Begin Record list

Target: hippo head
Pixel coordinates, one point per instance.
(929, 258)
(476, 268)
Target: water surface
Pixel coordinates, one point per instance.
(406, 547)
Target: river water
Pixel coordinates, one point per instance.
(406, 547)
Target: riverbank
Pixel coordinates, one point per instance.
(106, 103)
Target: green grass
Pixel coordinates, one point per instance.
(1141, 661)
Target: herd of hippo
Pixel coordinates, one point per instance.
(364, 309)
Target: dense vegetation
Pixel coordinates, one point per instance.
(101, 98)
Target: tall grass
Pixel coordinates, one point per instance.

End Record list

## What the exercise asks
Rewrite the material above, changing every instance of "Pixel coordinates" to "Image coordinates" and leaving all other text untouched.

## Task output
Target: hippo head
Image coordinates, one point per instance.
(929, 258)
(476, 268)
Target: water surface
Image coordinates, one point per instance.
(406, 547)
Target: river water
Image coordinates, one point per instance.
(406, 547)
Target: riverbank
Image coordinates, one point per instance.
(106, 103)
Target: green grass
Image coordinates, one point per instance.
(1141, 661)
Target: herd of hippo
Image coordinates, one point per instance.
(364, 309)
Target: dense vegetation
Image coordinates, one point per instance.
(101, 98)
Target: tall grass
Image coordinates, one point per instance.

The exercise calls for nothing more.